→ Request:
Can you find every line in the items below that contains the word "teal", matching case exactly, and copy each of those lines in full?

→ Data for this exercise:
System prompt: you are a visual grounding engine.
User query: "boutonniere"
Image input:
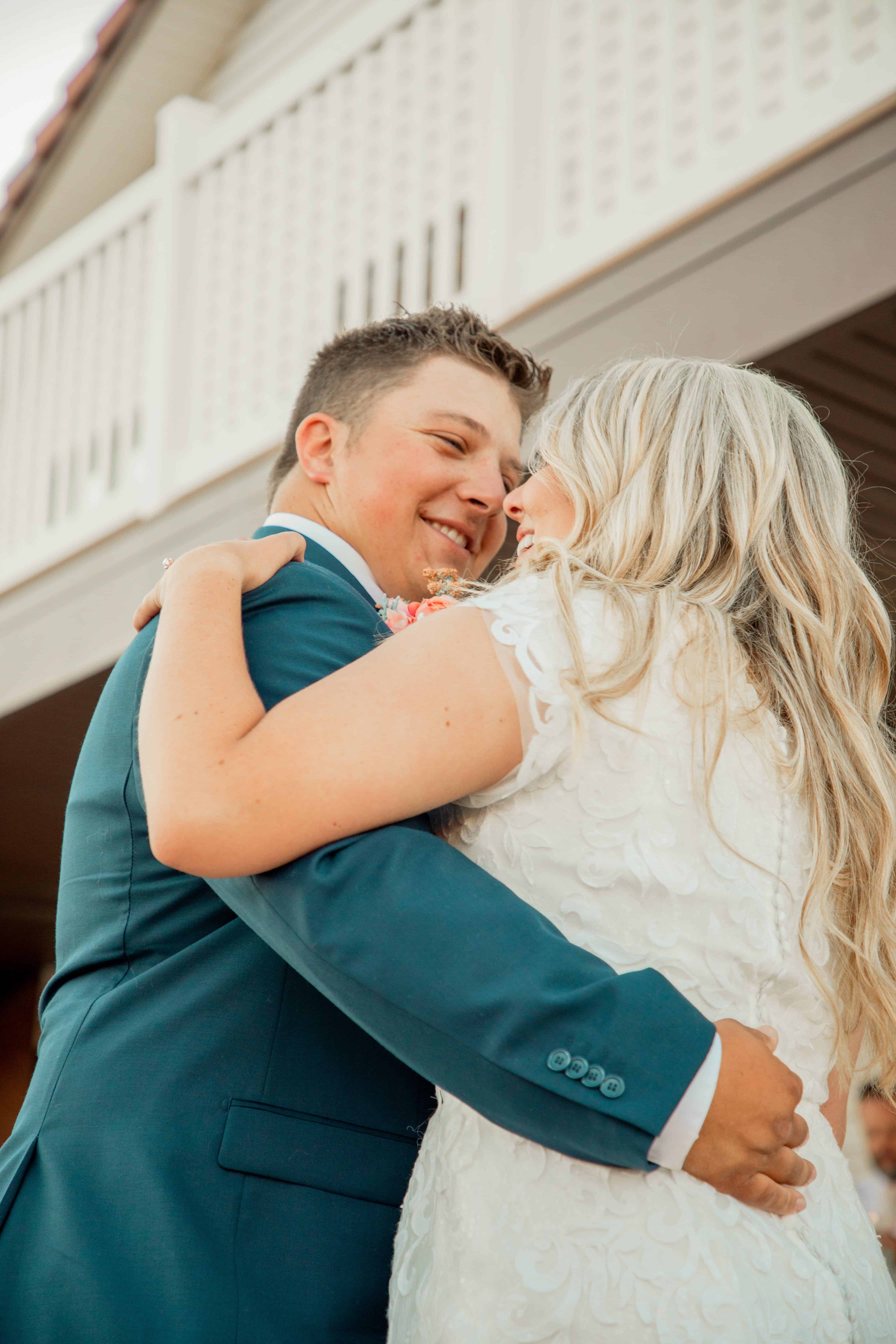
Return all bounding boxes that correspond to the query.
[376,570,465,634]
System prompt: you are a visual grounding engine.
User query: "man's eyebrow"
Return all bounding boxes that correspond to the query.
[433,411,492,438]
[433,411,527,476]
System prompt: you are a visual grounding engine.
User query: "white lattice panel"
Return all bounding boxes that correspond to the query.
[169,0,493,500]
[0,181,150,582]
[516,0,896,312]
[0,0,896,587]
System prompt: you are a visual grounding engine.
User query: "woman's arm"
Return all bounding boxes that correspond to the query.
[140,539,523,876]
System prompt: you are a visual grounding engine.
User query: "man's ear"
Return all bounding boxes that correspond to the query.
[296,411,348,485]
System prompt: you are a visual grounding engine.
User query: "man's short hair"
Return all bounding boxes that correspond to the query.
[858,1078,896,1110]
[267,305,552,508]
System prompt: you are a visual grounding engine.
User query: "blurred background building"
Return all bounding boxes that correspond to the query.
[0,0,896,1138]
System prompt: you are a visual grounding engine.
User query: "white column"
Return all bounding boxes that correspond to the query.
[141,95,218,517]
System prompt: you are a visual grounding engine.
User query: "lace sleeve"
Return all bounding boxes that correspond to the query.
[458,583,571,808]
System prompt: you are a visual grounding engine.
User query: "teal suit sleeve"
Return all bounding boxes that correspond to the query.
[211,564,713,1168]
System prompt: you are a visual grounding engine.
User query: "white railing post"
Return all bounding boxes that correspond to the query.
[141,95,218,517]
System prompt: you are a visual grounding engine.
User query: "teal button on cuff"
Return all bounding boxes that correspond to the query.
[548,1050,572,1074]
[600,1074,626,1101]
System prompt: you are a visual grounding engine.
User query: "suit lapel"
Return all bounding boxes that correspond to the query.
[253,527,376,610]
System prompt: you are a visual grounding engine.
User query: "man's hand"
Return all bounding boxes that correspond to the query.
[134,532,305,630]
[684,1017,815,1218]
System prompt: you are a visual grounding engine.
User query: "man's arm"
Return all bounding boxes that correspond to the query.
[138,566,811,1199]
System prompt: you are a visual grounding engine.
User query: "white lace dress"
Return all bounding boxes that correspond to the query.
[388,578,896,1344]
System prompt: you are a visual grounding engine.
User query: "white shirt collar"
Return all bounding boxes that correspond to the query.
[265,513,386,603]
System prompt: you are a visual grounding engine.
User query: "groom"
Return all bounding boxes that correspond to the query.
[0,309,810,1344]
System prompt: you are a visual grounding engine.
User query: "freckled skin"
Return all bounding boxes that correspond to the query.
[273,356,521,601]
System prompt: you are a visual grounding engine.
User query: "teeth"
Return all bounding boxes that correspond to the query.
[426,519,467,551]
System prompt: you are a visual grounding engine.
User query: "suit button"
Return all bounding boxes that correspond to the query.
[548,1050,572,1074]
[582,1064,607,1087]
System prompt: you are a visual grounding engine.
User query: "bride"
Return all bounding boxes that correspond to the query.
[140,358,896,1344]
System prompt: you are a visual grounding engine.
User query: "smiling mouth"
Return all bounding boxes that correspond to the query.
[423,517,470,554]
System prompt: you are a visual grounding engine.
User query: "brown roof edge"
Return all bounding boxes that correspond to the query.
[0,0,156,245]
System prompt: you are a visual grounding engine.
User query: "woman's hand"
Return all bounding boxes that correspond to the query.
[134,532,305,630]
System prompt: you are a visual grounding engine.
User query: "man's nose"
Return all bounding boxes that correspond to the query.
[459,462,506,515]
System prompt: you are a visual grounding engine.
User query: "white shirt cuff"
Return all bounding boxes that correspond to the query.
[647,1032,721,1172]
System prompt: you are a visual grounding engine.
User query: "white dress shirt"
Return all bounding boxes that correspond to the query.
[265,513,386,602]
[265,513,721,1171]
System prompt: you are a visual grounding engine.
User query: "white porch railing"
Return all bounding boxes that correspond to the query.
[0,0,896,590]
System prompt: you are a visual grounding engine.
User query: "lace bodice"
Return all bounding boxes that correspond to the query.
[390,577,896,1344]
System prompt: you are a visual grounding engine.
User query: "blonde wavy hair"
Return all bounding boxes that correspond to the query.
[516,358,896,1089]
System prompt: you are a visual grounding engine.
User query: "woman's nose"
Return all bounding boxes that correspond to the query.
[504,487,525,523]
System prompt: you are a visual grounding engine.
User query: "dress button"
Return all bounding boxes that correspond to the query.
[548,1050,572,1074]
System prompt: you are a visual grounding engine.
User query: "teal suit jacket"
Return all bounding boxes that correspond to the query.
[0,530,713,1344]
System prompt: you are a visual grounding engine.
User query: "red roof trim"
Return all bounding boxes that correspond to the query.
[0,0,152,241]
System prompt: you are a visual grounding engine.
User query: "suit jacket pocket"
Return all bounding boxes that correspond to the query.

→ Task result:
User query: "teal suit sleeve"
User query: "teal button on cuff"
User query: "teal suit jacket"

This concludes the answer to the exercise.